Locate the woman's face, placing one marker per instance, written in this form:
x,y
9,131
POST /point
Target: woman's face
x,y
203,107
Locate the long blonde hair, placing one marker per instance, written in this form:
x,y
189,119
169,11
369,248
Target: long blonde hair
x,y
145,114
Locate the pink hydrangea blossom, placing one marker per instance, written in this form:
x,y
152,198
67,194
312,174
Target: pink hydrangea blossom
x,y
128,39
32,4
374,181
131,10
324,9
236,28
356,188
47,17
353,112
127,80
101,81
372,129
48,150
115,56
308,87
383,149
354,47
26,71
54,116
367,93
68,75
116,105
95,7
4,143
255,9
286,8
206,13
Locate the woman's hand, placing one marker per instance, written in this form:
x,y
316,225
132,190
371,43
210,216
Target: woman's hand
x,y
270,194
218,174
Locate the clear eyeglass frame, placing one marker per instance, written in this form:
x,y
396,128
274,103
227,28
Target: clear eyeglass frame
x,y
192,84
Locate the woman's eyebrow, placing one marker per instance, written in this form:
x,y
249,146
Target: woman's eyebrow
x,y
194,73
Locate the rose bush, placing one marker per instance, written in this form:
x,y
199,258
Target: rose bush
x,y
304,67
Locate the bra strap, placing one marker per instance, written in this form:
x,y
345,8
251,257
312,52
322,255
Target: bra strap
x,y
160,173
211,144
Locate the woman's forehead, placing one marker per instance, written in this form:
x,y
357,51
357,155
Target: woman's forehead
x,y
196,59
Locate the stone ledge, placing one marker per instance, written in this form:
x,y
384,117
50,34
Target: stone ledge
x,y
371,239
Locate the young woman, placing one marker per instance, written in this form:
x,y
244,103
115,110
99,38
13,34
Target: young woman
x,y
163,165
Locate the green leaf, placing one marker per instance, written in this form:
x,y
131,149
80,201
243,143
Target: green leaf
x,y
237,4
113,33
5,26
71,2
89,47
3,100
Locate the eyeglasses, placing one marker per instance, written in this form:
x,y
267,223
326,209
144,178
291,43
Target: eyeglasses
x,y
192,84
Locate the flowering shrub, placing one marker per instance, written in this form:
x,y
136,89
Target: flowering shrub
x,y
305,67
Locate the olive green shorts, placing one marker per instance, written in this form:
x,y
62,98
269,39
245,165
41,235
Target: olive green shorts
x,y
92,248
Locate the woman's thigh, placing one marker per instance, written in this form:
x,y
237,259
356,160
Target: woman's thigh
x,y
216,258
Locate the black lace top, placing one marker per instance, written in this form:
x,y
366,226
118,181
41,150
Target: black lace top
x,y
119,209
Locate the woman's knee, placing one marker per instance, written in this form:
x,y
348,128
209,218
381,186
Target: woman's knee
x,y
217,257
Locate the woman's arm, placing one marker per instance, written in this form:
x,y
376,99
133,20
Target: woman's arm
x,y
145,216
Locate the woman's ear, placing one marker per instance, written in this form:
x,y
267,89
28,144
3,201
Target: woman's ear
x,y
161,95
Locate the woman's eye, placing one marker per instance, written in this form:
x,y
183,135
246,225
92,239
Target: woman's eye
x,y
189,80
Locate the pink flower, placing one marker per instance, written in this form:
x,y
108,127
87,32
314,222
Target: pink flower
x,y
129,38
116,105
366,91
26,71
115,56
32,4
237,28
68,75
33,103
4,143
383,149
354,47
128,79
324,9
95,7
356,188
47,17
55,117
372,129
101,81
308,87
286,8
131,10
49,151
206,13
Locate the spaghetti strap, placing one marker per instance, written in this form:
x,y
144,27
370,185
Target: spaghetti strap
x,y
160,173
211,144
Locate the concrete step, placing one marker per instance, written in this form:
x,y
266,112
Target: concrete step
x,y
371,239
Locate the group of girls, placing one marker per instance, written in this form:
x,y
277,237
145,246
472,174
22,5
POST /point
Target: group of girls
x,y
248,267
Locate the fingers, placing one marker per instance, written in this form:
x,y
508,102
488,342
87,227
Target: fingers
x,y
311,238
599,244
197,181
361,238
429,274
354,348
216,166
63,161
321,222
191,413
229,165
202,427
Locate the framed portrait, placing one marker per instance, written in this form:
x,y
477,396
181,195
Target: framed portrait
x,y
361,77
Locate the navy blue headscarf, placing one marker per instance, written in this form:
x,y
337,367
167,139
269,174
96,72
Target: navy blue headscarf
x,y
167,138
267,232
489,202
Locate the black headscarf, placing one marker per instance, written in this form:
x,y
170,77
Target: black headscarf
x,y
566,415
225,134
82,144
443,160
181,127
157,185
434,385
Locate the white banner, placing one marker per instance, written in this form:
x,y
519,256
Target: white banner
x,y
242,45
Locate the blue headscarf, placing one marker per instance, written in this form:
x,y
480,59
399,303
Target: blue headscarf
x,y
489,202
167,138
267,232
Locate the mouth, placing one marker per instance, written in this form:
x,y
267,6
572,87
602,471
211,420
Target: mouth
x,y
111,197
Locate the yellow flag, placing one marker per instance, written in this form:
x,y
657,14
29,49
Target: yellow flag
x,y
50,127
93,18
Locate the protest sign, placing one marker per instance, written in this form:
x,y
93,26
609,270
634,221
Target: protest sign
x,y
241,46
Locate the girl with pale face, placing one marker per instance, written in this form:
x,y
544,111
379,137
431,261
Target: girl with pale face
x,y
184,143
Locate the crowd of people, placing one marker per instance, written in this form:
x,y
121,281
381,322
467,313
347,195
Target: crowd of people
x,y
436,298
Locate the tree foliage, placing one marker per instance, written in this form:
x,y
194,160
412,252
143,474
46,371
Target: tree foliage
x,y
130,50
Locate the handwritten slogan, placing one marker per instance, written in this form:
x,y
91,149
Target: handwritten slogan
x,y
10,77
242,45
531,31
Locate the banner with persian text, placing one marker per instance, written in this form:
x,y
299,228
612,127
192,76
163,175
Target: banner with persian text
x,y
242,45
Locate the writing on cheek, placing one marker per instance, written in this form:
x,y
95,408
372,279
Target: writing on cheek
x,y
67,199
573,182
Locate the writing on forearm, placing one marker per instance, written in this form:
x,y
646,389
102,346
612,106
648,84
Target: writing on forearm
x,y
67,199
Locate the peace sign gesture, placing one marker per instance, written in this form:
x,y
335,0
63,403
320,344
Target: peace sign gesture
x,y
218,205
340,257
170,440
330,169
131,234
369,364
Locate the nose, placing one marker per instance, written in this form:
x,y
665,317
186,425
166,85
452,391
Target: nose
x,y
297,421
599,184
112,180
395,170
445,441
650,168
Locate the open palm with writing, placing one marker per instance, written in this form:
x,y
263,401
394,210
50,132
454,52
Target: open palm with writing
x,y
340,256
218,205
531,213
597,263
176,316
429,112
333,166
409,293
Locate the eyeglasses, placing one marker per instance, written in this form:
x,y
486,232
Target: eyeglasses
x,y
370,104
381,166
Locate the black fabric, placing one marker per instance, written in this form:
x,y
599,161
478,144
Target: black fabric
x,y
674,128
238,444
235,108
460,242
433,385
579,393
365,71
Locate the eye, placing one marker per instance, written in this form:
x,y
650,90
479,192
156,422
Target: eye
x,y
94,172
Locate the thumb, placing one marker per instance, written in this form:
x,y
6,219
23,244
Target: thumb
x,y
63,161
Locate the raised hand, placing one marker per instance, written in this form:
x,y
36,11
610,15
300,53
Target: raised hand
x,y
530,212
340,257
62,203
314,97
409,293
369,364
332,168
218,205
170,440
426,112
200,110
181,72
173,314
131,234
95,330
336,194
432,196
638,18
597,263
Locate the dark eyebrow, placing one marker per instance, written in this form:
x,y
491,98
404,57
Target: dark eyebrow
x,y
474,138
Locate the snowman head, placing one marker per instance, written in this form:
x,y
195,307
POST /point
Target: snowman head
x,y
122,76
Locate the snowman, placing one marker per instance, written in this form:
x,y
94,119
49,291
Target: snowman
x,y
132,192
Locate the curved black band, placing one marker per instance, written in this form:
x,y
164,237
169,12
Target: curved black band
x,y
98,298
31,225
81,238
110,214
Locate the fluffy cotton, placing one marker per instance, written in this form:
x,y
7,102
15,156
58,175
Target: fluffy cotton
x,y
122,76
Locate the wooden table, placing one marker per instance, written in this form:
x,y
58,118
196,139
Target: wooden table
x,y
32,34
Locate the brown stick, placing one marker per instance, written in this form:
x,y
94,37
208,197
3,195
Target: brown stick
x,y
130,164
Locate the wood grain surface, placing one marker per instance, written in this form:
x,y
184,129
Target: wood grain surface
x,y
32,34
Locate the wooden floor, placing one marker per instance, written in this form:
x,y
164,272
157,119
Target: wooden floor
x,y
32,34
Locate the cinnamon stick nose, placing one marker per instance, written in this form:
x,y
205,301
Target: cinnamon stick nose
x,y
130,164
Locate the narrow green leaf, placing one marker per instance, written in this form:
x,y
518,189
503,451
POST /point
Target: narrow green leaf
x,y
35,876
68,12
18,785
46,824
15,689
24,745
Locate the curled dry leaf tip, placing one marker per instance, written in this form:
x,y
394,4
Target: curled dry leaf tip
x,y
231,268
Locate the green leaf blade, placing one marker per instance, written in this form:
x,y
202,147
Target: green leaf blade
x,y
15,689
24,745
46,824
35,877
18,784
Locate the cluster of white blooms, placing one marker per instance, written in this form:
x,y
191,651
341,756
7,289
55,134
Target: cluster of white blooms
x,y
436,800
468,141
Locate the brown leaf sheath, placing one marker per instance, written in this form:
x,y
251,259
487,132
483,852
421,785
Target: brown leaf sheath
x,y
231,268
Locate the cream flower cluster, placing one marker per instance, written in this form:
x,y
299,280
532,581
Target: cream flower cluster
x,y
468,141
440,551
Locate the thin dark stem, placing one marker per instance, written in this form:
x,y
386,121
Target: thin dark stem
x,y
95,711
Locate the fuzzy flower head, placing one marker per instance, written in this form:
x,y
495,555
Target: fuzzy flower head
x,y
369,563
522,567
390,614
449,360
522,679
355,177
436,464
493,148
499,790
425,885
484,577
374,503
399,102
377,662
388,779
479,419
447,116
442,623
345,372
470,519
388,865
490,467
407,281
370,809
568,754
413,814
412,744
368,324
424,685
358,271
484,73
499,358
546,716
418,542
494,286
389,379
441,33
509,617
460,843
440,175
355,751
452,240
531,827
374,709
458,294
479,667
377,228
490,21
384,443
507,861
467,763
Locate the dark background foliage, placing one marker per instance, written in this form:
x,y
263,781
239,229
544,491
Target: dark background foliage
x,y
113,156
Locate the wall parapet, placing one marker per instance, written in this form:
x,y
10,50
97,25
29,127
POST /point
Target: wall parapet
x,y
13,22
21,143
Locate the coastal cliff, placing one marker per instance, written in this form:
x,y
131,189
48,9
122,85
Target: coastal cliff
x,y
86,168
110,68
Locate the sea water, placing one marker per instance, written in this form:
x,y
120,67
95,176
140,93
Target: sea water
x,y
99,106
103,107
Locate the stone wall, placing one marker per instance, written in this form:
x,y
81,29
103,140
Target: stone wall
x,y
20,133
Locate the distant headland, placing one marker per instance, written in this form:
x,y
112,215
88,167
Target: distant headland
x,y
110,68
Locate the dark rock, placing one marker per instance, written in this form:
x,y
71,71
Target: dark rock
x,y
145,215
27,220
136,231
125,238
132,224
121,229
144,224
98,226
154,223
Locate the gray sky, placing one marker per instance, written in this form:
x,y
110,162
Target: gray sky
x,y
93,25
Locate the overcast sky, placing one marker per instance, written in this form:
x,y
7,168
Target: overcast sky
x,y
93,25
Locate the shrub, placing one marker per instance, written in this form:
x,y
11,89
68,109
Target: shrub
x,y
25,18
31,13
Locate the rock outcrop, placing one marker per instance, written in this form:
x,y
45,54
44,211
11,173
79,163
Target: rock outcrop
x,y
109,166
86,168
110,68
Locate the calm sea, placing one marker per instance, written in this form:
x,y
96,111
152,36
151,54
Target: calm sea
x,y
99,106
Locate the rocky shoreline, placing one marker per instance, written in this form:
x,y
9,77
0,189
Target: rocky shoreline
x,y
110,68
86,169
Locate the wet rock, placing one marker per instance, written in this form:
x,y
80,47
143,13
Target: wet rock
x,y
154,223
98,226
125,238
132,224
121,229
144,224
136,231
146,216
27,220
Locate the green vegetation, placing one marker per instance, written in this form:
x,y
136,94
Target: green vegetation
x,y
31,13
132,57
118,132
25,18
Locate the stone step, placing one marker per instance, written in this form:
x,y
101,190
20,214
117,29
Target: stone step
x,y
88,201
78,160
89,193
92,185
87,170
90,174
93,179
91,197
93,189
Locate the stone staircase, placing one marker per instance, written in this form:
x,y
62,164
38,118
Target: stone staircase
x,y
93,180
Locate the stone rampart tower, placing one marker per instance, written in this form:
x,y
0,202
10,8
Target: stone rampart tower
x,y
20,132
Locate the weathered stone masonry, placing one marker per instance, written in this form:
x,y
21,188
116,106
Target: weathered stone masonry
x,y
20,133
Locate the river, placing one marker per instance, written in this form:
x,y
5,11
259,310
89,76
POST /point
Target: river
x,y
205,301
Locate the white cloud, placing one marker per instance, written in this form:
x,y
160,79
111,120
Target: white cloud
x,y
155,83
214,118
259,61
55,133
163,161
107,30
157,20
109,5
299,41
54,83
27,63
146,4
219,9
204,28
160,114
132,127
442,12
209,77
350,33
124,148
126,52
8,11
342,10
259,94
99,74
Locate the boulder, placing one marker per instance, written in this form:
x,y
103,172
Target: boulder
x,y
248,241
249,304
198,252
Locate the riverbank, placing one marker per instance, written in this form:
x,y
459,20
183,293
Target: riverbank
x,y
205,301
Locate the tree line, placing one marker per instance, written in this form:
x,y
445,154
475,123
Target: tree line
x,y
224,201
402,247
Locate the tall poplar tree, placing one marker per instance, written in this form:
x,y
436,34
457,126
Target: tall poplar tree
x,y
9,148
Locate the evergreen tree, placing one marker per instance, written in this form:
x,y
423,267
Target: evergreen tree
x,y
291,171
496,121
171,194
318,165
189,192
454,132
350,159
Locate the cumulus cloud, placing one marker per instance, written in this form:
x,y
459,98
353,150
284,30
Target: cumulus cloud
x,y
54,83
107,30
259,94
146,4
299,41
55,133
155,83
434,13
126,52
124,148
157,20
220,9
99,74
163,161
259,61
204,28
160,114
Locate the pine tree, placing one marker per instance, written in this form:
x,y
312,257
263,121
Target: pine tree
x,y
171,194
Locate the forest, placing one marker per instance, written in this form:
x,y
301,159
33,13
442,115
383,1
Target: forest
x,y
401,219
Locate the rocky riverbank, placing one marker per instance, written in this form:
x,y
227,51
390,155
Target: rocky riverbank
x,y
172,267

══════════

- Exercise goal
In the listing above, find the line containing "Target: white cloud" and please quote exactly that line through the last one, and no other lines.

- Output
Target: white cloud
x,y
155,83
214,118
259,61
55,133
163,161
107,30
157,20
109,5
299,41
54,83
27,63
146,4
219,9
204,28
160,114
132,127
442,12
209,77
350,33
124,148
126,52
8,11
342,10
259,94
99,74
Locate the boulder, placing one marker per instance, written in this form:
x,y
103,172
Target: boulder
x,y
248,241
249,304
198,252
Locate the riverbank, placing one marker per instance, written in this form:
x,y
459,20
183,293
Target: riverbank
x,y
205,301
Locate the tree line, placing one marker per instance, written in this form:
x,y
445,154
475,123
Target: tree line
x,y
224,201
402,247
Locate the tall poplar tree, placing one marker per instance, written in this form:
x,y
436,34
457,126
Target: tall poplar tree
x,y
9,148
Locate the evergreen tree, placing one marker per instance, written in this form:
x,y
423,267
Target: evergreen tree
x,y
291,171
496,121
171,194
318,165
189,192
454,132
350,159
Locate the cumulus cloud, placing one marker per instance, written in this form:
x,y
459,98
353,150
284,30
Target: cumulus cloud
x,y
54,83
107,30
259,94
146,4
299,41
55,133
155,83
434,13
126,52
124,148
157,20
220,9
99,74
163,161
259,61
204,28
160,114
Locate the pine tree, placing one marker per instance, written in this form:
x,y
312,257
263,121
Target: pine tree
x,y
171,194
Locate the forest, placing one marker per instance, written in this form:
x,y
301,159
33,13
442,115
383,1
Target: forest
x,y
401,219
Locate the rocky riverbank, placing one marker per instance, written in this form:
x,y
227,51
390,155
Target: rocky riverbank
x,y
172,267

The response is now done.